### TEXTAUSZUG

----------------------------------------

Wetter/Herdecke. In NRW fehlen 6700 Lehrkräfte: Auch die Schulen in Wetter und Herdecke sind „am Rande des Mangels.“ Noch können sie den Unterricht sicherstellen.

Unterrichtsausfall, fehlende Schulleitungen und Ausschreibungen, für die Bewerber fehlen: Der Lehrermangel in NRW ist akut. Auch zum neuen Schuljahr fehlen 6700 Lehrkräfte (Stand Juni 2023). Im Zuständigkeitsgebiet der Bezirksregierung Arnsberg sind ca. 1470 Stellen unbesetzt. Wie wirkt sich das auf den Unterricht in Wetter und Herdecke aus? Zum Start nach den Ferien hat die Redaktion mit Akteuren vor Ort gesprochen.

----------------------------------------

### ÜBUNGSAUFGABE 1
Übertrage den Satz „Auch zum neuen Schuljahr fehlen 6700 Lehrkräfte (Stand Juni 2023).“ aus dem Textauszug über den Lehrermangel ins Englische.
### ÜBUNGSAUFGABE 2
Zeige jede Zeile der Auflistung, in der die Zeichenfolge „serving“ vorkommt.
Der Textauszug und die Auflistung stehen in keinem Zusammenhang miteinander.

----------------------------------------

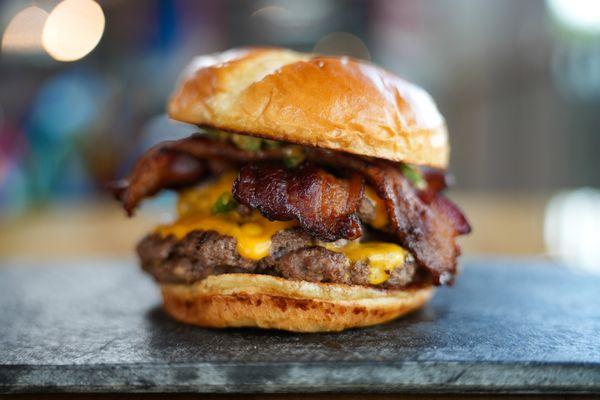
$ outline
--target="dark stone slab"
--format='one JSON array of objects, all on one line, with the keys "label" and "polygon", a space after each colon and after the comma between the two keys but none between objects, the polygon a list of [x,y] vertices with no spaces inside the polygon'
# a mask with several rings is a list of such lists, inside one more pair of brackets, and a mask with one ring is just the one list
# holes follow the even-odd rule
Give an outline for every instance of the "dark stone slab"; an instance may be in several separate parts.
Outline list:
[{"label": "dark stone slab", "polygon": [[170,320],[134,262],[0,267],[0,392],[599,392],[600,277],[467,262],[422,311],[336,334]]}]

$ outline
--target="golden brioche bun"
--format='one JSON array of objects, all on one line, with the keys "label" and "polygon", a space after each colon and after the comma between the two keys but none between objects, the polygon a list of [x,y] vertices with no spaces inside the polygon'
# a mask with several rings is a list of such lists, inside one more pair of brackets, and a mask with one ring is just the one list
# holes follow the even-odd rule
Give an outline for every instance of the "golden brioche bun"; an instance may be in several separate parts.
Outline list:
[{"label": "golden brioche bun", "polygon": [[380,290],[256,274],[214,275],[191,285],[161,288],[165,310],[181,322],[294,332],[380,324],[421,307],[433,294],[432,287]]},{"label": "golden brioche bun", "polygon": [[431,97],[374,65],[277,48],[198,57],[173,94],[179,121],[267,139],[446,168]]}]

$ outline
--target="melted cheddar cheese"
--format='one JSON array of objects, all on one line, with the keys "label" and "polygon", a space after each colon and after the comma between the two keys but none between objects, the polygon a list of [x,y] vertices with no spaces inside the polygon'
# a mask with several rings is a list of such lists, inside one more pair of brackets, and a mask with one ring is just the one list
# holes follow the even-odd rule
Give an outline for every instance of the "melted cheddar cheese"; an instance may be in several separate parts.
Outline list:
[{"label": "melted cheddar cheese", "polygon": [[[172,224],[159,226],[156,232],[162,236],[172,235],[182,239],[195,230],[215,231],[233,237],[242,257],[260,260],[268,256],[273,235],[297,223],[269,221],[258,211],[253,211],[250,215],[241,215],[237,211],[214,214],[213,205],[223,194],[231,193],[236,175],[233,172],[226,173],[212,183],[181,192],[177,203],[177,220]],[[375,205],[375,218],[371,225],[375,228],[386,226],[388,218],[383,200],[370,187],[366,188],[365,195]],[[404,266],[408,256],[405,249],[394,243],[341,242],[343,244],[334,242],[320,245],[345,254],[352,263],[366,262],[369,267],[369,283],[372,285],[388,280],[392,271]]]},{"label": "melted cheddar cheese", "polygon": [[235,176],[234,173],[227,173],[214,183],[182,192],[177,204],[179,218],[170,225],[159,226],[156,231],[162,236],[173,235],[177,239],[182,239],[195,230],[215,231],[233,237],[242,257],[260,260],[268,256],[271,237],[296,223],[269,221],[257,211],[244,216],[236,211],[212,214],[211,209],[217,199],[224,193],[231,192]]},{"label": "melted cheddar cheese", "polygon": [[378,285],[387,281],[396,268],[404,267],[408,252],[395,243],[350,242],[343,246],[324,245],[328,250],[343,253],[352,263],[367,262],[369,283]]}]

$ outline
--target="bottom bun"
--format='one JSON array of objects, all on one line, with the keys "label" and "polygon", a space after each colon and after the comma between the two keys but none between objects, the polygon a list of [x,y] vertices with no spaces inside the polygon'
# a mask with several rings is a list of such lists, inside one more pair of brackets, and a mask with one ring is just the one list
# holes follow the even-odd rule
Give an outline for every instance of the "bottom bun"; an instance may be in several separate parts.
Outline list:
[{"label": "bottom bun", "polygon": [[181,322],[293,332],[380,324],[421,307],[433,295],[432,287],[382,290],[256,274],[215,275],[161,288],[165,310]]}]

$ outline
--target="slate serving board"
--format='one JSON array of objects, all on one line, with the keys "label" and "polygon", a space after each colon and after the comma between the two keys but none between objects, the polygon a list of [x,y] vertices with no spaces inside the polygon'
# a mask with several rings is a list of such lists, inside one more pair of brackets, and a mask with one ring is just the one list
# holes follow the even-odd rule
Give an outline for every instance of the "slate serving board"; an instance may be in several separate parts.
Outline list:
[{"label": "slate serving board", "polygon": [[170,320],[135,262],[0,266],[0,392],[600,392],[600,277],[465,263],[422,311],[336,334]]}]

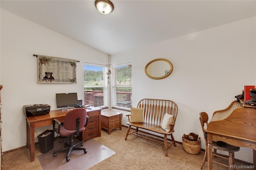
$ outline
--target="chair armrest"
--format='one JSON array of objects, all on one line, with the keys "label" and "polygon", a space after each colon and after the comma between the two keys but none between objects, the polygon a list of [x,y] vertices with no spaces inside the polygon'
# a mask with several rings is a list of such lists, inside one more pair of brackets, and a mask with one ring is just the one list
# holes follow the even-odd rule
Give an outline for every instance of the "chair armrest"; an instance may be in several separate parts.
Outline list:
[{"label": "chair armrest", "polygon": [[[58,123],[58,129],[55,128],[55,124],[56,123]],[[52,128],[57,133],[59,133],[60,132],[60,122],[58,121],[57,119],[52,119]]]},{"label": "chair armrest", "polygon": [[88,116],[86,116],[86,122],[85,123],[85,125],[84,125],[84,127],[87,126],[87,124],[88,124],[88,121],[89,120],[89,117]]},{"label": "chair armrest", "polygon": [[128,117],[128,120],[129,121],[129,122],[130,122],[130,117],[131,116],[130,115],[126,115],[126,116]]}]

----------------------------------------

### LÖSUNG 1
For the new school year as well, 6,700 teachers are missing (as of June 2023).

### LÖSUNG 2
--target="slate serving board"
Give an outline for every instance of the "slate serving board"; an instance may be in several separate parts.
[{"label": "slate serving board", "polygon": [[170,320],[135,262],[0,266],[0,392],[600,392],[600,277],[465,263],[422,311],[336,334]]}]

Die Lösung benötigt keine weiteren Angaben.